**Study text:**
Content starts
About 20% of passengers in an airport have clean hands. If that increases to 30%, a potential infectious disease would have a worldwide impact that is about 24% smaller.
Increasing hand hygiene at airports could inhibit potential pandemics by 24% to 69%. Even increasing hand hygiene at just the 10 busiest airports globally would reduce the spread of an infectious disease such as the novel coronavirus COVID-19 by 37%, according to a study in Risk Analysis. Those 10 airports are:
· London Heathrow
· Los Angeles International
· John F. Kennedy International
· Paris-Charles de Gaulle
· Dubai International
· Frankfurt
· Hong Kong International
· Beijing Capital International
· San Francisco International
· Amsterdam Schiphol
However, total traffic alone cannot predict how a disease would spread, according to investigators with the Massachusetts Institute of Technology (MIT) and the University of Cypress. Take the Narita International Airport in Japan, and Honolulu International Airport. They rank 46 and 117 in total traffic respectively. Yet, they contribute significantly to the expansion of an outbreak, ranking 7 and 30 respectively, according to the measurement the investigators use called total square displacement (TSD). Those 2 airports share 3 important characteristics: They have direct connections to the world’s meg-hub airports, they have long range in- and out-bound international flights, and they are located at “geographically conjunctive points between the East and the West,” according to the study.
Investigators used data from the Official Airline Guide about all the trips (more than 1.9 million) that were booked in September 2017. They estimate that at any given time, about 20% of passengers in an airport have clean hands. They then estimated the rate of disease progression if the number of people with clean hands at airports stood at 30%, 50%, and 60%. If the cleanliness of individuals in the airports increased from 20% to 30%, “a potential infectious disease would have a worldwide impact that is about 24% smaller compared to the impact that the same disease would have with the 20% level of hand cleanliness,” the study states. Raise the level of hand cleanliness to 60%, and there’d be a 69% reduction in the potential of spreading disease.
Both the US Centers for Disease Control and Prevention and the World Health Organization consider proper hand hygiene to be the most effective and least costly way to limit disease spread. Proper hand hygiene includes:
· Wetting hands with clean, running water (warm or cold), turning off the tap, and applying soap.
Content ends
**Work request 1:**
From the airport hand hygiene article, reproduce the part that opens with the words containing "Investigators used data" and closes with "of spreading disease.".
**Work request 2:**
According to the airport hand hygiene article, where did the investigators get their data on booked trips?

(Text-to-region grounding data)
Content starts
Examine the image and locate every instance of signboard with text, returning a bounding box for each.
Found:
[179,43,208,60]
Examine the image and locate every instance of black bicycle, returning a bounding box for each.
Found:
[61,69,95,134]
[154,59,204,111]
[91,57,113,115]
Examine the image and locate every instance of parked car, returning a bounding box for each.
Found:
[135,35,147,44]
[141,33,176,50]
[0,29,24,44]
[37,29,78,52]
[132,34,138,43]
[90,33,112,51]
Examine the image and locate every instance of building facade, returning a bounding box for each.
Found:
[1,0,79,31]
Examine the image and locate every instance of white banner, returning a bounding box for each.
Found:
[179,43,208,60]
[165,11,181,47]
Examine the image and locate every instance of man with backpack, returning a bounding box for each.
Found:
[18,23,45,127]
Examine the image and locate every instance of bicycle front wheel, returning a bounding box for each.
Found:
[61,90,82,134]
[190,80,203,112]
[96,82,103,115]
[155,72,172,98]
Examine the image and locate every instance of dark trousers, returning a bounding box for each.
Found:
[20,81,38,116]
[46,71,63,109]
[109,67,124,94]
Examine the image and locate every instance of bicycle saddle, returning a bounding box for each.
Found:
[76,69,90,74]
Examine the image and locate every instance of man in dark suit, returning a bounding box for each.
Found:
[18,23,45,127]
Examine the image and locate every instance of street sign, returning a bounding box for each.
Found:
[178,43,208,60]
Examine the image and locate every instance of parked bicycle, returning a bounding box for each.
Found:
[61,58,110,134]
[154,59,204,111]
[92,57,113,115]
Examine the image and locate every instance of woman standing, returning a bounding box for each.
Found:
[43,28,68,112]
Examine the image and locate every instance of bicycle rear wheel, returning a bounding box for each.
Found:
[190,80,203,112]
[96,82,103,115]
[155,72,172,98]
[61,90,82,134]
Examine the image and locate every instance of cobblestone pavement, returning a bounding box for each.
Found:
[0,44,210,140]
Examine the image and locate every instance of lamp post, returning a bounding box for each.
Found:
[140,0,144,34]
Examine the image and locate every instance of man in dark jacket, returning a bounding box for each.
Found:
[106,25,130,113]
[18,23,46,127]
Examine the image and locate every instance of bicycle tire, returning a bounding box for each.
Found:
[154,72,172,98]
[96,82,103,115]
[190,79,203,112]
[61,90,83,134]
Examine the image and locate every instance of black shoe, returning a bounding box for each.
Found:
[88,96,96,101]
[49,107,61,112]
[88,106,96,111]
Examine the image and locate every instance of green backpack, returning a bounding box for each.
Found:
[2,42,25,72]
Content ends
**Written reply 1:**
Investigators used data from the Official Airline Guide about all the trips (more than 1.9 million) that were booked in September 2017. They estimate that at any given time, about 20% of passengers in an airport have clean hands. They then estimated the rate of disease progression if the number of people with clean hands at airports stood at 30%, 50%, and 60%. If the cleanliness of individuals in the airports increased from 20% to 30%, “a potential infectious disease would have a worldwide impact that is about 24% smaller compared to the impact that the same disease would have with the 20% level of hand cleanliness,” the study states. Raise the level of hand cleanliness to 60%, and there’d be a 69% reduction in the potential of spreading disease.

**Written reply 2:**
From the Official Airline Guide.